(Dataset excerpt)

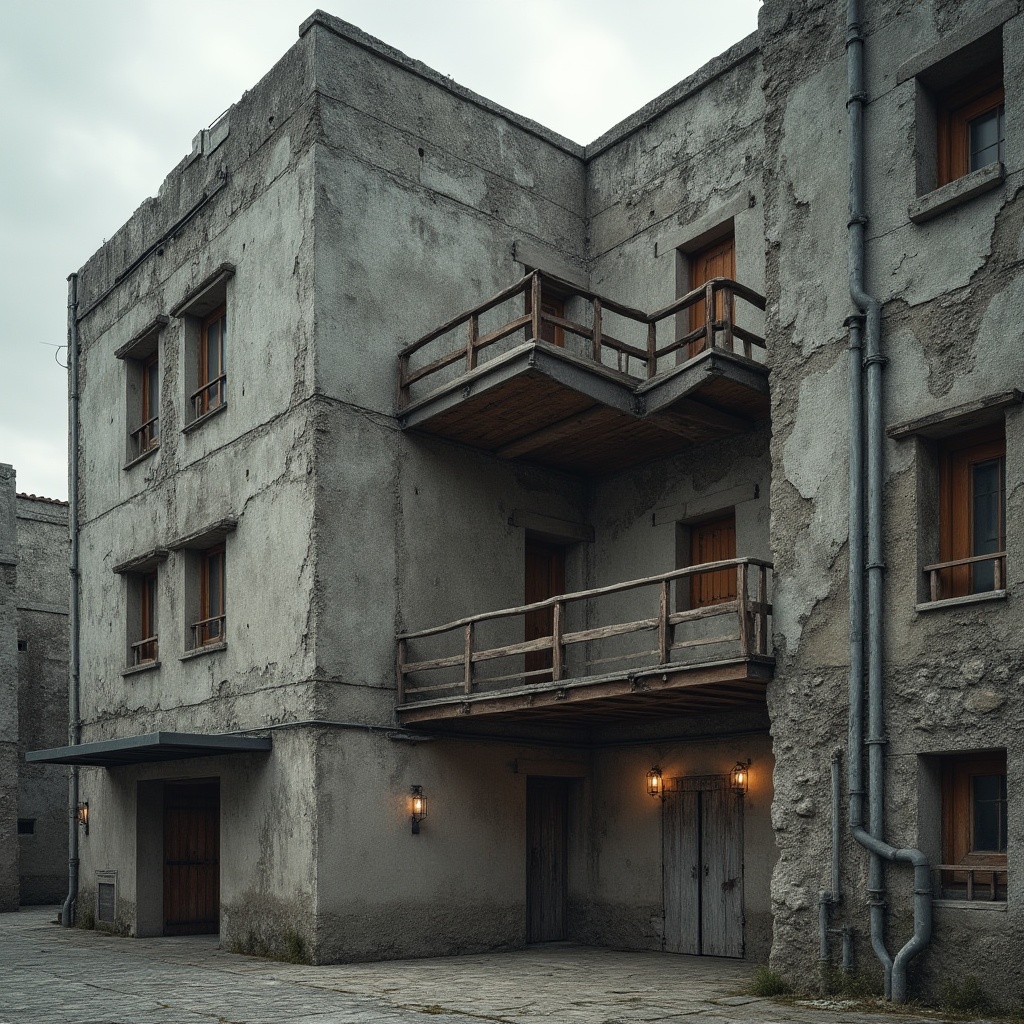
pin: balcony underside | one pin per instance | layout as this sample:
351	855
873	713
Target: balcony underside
665	691
544	404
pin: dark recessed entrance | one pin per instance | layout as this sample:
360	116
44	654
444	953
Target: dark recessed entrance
192	858
547	858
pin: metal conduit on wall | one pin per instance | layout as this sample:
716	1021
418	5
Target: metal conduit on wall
867	326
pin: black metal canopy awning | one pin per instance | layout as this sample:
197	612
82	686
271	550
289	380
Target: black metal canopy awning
148	748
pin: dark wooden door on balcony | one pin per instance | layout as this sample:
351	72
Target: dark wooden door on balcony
704	869
717	260
545	577
192	858
713	542
547	858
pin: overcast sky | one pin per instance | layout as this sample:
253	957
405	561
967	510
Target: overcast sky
102	97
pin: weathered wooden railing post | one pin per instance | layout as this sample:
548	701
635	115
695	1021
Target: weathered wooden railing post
710	314
468	659
402	375
557	648
535	306
474	327
400	671
664	630
742	600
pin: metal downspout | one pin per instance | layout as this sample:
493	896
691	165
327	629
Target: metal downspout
74	718
870	318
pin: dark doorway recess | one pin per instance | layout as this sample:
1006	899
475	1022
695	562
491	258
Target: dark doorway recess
192	858
547	858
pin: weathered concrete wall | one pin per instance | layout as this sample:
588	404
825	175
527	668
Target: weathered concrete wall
8	693
42	608
950	289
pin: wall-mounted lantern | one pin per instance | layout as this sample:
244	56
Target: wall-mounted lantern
418	803
739	777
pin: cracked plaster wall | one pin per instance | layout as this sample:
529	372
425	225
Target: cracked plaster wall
951	293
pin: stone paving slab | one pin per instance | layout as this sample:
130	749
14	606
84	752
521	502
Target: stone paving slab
49	974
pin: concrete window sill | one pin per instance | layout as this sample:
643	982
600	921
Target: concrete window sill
955	602
972	904
209	648
134	670
205	418
147	454
956	193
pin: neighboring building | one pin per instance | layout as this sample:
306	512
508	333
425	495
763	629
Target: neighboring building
270	543
33	695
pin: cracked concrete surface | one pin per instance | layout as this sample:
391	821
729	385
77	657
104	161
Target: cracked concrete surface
75	977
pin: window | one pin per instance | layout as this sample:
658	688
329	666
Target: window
204	312
552	304
141	357
210	628
972	515
146	434
212	378
716	260
145	648
971	127
974	825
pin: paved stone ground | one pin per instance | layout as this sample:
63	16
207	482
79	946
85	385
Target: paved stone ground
49	974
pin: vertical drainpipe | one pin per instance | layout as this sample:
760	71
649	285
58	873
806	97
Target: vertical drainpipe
74	725
868	324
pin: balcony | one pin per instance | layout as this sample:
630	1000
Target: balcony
551	374
610	652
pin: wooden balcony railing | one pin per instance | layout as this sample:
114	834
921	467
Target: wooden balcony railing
747	633
719	329
972	882
145	436
957	578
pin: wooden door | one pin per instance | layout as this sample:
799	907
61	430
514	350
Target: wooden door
717	260
547	858
722	873
192	858
545	577
682	872
704	871
713	542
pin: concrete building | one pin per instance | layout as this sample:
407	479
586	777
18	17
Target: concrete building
33	695
382	359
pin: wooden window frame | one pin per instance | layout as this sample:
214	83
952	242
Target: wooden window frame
210	617
146	648
722	245
957	109
957	455
718	587
203	400
957	807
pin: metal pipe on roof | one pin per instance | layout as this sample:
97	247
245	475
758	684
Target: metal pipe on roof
74	715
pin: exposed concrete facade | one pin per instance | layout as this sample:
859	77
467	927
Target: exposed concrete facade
359	201
33	695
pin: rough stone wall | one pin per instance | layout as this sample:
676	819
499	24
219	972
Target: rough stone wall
950	289
8	694
42	605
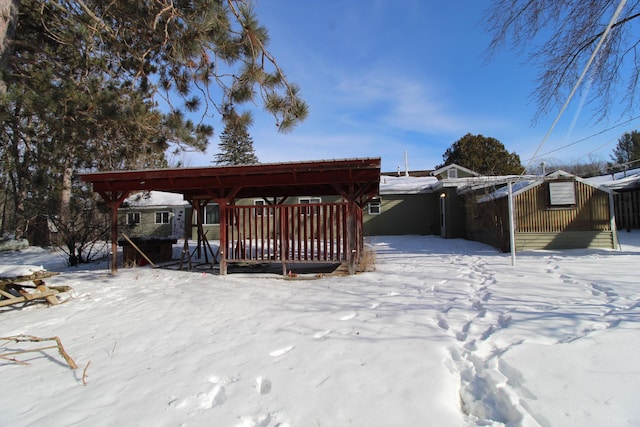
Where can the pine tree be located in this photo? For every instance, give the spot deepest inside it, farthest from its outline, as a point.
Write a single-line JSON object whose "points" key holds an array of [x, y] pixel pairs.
{"points": [[84, 81], [484, 155], [236, 147]]}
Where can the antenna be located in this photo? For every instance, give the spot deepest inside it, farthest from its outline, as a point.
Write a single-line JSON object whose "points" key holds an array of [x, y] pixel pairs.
{"points": [[406, 163]]}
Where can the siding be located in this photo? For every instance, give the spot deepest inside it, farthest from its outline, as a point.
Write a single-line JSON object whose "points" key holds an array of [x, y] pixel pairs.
{"points": [[403, 214], [627, 206], [591, 212], [539, 226]]}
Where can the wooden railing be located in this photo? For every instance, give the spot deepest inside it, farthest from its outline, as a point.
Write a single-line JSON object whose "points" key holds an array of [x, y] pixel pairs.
{"points": [[315, 232]]}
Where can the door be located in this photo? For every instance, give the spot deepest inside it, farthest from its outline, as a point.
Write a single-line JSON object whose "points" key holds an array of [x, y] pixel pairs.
{"points": [[178, 230]]}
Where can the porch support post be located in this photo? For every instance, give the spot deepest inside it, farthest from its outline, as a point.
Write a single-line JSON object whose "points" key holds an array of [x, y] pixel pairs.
{"points": [[114, 201], [223, 236]]}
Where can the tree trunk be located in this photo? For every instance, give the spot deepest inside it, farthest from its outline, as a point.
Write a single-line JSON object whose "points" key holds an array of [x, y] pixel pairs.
{"points": [[8, 16]]}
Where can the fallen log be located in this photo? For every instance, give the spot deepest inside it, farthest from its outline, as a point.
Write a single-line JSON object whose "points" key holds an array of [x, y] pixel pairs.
{"points": [[30, 338]]}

[What to do]:
Only what runs from the line containing "pin: rough stone" through the end of the entries above should be extracted, exactly and without pictures.

[Exercise answer]:
pin: rough stone wall | one pin per instance | layout as this sample:
676	819
499	24
219	972
Target: rough stone wall
950	289
8	694
42	605
Where can the pine tree be located in this photo? For every instance, give the spot deepest inside it, farthest from its outline, as a point.
Write a single-line JSON object whose "points" key holds an array of [x, y] pixel pairs.
{"points": [[84, 81], [484, 155], [236, 147]]}
Where can the antenna be located in this photo? For every instance, give the spot deepest inside it, farthest from its outline, as a point.
Write a single-line JSON object whose "points" key holds an array of [x, y] pixel pairs.
{"points": [[406, 163]]}
Where can the siding be located in this photo? For every instance, give the spot deepest inside it, farthest from its outline, as a point.
Write a single-line JSON object whose "points" key holds an array of [x, y] pixel pairs.
{"points": [[403, 214], [627, 206], [591, 212], [539, 226]]}
Where can the wooden railing be located in this photo? For every instance, give the spot deepest inside it, farthest from its outline, as a point.
Write a single-line JSON object whose "points" key holds an array of [x, y] pixel pairs.
{"points": [[315, 232]]}
Where can the door be located in this photo? For every instance, give the spot deepest inside it, farthest from its outline, as a point.
Write a single-line JSON object whose "points" key holds an array of [x, y] pixel pairs.
{"points": [[178, 230]]}
Where can the porch support post be located in this photo? For every instance, give the spot deepest inside it, farthest from its outline, as a point.
Write a single-line JSON object whose "points" key holds an array of [x, y] pixel pairs.
{"points": [[114, 201], [223, 236]]}
Where can the tree trunk be located in this photo? For every instance, give the spot deepest inside it, farthest from its outline, as a point.
Write a single-line JSON object whose "points" key holds an array of [x, y] pixel pairs.
{"points": [[8, 16]]}
Where can the fallen log be located in this photo? For every instance, give the spot deepest inside it, farthest from its outline, as a point.
Write a single-line JSON object whose "points" key holds an array of [x, y] pixel pairs.
{"points": [[30, 338]]}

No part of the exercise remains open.